Content starts

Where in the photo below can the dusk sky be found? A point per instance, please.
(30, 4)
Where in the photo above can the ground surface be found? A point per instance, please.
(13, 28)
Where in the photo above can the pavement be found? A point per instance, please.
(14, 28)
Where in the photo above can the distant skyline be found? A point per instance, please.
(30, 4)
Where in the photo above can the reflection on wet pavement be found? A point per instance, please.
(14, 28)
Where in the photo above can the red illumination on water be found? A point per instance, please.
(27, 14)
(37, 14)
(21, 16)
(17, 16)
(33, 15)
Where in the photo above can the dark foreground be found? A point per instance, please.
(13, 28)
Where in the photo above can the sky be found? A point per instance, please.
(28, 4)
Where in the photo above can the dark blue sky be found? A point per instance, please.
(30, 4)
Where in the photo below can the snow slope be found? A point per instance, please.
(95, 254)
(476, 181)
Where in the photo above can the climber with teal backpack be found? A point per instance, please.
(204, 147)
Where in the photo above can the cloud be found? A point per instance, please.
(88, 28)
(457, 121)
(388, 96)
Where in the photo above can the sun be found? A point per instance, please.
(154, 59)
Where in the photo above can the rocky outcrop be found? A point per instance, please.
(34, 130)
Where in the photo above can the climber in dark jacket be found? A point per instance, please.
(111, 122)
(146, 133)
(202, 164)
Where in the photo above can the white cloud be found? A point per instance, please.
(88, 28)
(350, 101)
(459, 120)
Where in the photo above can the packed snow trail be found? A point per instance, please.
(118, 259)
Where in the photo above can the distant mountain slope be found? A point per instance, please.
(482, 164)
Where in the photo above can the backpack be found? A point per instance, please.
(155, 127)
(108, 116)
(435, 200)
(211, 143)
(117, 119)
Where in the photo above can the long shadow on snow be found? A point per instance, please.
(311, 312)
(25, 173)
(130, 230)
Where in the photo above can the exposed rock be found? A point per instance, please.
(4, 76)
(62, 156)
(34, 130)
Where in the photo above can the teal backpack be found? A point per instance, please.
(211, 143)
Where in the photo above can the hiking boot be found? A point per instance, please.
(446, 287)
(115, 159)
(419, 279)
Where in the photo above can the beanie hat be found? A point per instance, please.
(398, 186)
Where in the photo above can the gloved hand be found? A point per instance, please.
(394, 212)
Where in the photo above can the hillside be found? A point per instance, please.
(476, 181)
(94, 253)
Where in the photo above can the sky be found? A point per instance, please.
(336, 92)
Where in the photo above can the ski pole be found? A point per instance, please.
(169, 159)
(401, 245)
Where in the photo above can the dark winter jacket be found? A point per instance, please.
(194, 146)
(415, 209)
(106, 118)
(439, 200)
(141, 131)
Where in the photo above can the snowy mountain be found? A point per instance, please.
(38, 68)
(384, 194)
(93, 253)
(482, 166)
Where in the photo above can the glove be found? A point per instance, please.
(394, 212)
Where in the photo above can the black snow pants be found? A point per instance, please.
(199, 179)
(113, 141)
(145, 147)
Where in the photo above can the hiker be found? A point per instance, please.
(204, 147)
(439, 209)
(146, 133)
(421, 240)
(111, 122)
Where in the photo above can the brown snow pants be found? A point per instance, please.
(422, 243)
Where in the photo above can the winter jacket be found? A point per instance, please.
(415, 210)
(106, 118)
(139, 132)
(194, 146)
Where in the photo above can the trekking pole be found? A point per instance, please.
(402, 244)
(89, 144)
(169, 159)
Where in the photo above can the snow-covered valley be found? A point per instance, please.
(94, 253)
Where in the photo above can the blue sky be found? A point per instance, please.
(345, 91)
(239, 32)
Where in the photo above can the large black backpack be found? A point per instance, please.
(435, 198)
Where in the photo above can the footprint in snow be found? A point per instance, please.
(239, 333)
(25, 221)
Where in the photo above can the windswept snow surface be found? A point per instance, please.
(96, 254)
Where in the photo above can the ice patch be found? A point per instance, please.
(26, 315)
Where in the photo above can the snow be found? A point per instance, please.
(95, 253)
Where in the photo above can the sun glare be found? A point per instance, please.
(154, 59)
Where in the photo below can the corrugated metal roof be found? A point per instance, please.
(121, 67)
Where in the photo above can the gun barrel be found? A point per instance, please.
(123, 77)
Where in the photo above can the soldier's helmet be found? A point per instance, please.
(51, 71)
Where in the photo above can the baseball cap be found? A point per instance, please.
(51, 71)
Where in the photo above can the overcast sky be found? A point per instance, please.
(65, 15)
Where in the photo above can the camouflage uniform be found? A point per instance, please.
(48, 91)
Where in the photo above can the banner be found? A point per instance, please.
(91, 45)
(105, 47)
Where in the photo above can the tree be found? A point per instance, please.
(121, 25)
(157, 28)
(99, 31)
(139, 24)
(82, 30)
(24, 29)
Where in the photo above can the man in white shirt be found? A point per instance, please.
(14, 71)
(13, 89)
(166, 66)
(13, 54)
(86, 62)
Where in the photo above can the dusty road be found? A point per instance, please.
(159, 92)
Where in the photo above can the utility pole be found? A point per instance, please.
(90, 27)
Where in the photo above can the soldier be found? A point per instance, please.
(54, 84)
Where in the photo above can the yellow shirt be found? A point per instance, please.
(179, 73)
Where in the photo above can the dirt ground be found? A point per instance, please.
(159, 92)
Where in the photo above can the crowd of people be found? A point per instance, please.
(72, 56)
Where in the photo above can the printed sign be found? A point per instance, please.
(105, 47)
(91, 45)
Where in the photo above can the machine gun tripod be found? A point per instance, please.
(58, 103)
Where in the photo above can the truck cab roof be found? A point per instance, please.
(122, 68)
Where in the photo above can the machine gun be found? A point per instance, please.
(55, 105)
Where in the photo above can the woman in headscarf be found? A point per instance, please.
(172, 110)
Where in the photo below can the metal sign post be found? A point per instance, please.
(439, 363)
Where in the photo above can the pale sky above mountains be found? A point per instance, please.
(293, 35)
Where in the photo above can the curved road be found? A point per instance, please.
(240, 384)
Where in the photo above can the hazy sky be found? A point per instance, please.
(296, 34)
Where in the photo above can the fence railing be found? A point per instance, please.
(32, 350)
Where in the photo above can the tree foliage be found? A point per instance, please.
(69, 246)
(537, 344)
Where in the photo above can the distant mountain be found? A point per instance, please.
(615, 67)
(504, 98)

Content ends

WHAT TO PRODUCE
The lines from the one containing "Where in the photo above can the machine gun be" through the last line of the material above are to be copied exactly, both ends included.

RESPONSE TO THIS TASK
Where in the photo above can the machine gun be found? A point per instance, please.
(55, 105)
Where in the photo above can the woman in headscarf be found? A point per instance, please.
(172, 110)
Where in the photo below can the metal sign post be found? A point per instance, please.
(439, 363)
Where in the photo above can the pale sky above mountains be found? A point per instance, please.
(293, 35)
Where in the photo above can the curved road be found? A point per instance, please.
(240, 384)
Where in the photo above can the hazy sky be found? A point per instance, please.
(296, 34)
Where in the photo above can the fence railing be found? A point per instance, please.
(32, 350)
Where in the photo above can the tree foliage be found? A point per instance, please.
(69, 246)
(537, 344)
Where in the photo above can the distant mountain be found? A point per instance, please.
(615, 67)
(504, 98)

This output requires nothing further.